## Source passage

=== Begin Enclosure ===

Rather than promising AI that replaces creative labor, the company is positioning these tools as optional layers that fit into existing workflows. A study commissioned by Figma showed that while only 31% of designers currently use AI for core tasks, most developers have already embraced it. The disparity suggests a more cautious integration is likely to be better received especially among Figma’s design-first audience.
Designing Around User Behavior
Figma’s latest products are drawn from how users were already stretching the original tool. Field recalled how, during the pandemic, teams used Figma not just for UI design but for brainstorming, whiteboarding, and presentations. That led to the creation of FigJam and Slides. Figma Sites follows the same model. Many designers were already mocking up websites in Figma, then coding them separately. The new tool collapses that handoff and allows teams to publish sites directly.
“We talk a lot about the process of going from idea to product,” Field said. “Make spans that whole process.” Sites includes responsive design features, animations, scroll effects, and a built-in CMS for blog content. Designers can assign a custom domain and deploy with a click with no separate host required.
Importantly, Field drew a line between Figma Sites and mainstream site builders like Wix or Squarespace. Those tools, he argued, are aimed at individual creators and small businesses. Figma Sites is meant for design and marketing teams working within larger organizations.

=== End Enclosure ===

## Aim of the exercise
Please continue the passage about Figma's new tools, starting after its last sentence.

## Extracted material
=== Begin Enclosure ===

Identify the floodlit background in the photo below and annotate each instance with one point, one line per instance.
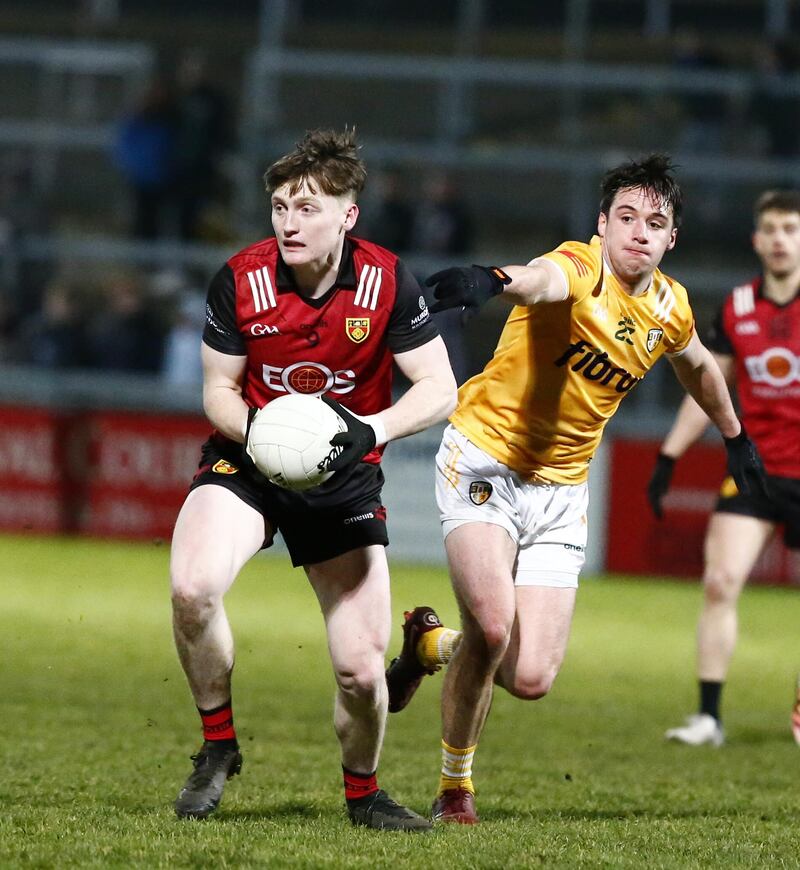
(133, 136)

=== End Enclosure ===
=== Begin Enclosure ===

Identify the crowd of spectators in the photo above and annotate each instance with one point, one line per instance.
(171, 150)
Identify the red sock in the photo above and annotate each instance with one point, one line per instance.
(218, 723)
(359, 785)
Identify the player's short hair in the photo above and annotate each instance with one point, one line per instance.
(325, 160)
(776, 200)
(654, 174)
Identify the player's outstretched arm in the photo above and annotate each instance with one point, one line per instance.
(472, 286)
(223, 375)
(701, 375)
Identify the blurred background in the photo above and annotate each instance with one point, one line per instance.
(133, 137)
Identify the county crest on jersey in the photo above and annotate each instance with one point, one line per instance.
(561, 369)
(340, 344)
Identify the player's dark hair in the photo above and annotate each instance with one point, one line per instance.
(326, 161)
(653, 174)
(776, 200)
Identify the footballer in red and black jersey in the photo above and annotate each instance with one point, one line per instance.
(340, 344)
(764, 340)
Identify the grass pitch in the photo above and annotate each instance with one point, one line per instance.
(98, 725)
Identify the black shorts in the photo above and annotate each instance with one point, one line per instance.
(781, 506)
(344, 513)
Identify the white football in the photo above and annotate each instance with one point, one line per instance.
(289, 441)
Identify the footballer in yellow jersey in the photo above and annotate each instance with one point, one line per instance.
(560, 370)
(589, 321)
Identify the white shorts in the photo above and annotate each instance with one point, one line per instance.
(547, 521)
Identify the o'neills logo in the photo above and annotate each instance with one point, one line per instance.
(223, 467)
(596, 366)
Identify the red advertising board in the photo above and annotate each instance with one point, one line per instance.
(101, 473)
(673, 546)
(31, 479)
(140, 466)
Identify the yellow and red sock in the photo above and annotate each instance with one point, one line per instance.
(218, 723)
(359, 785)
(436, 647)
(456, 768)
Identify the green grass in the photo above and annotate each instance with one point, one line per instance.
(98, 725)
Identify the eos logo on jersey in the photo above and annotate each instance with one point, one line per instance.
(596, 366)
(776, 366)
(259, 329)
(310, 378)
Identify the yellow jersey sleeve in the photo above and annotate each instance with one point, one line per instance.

=== End Enclosure ===

## Task answer
The same distinction applies to Buzz. Though its functionality overlaps with Canva and Adobe Express, Figma is positioning it for brand and product teams. Templates can be created in Figma Design, handed off to marketers, and reused to generate bulk assets—all while staying within brand guidelines. A mobile app isn’t in the works. “We’re focused on making sure Buzz is really high quality for what we’re trying to do on the web,” Field said.
Familiar Tools, New Contexts
Despite Field’s insistence that Figma isn’t chasing competition, the comparisons are unavoidable. Make echoes GitHub Copilot and other AI developer assistants. Sites operates in the same space as Webflow and WordPress. Buzz overlaps with Canva, and Draw invites comparisons to Illustrator. But Field maintains that the unifying principle is helping users go from an idea to something usable.
To support that vision, Figma is launching a new “content seat” at $8 per month, giving users access to Buzz, Slides, FigJam, and Sites CMS. The tier is designed for companies already using Figma across functions. Even if the individual tools mirror external platforms, their integration into existing workflows could make them more appealing than switching.
Product Expansion, IPO Pressure
Figma’s product growth comes ahead of a pivotal financial moment. Since its last disclosed revenue figure in 2022, $400 million with 90% gross margins and the company hasn’t shared new financials. That will change as part of the IPO process. But the expansion into new product lines is clearly aimed at driving growth and increasing monetization, particularly from the 85% of users outside the U.S. and the two-thirds who are not designers.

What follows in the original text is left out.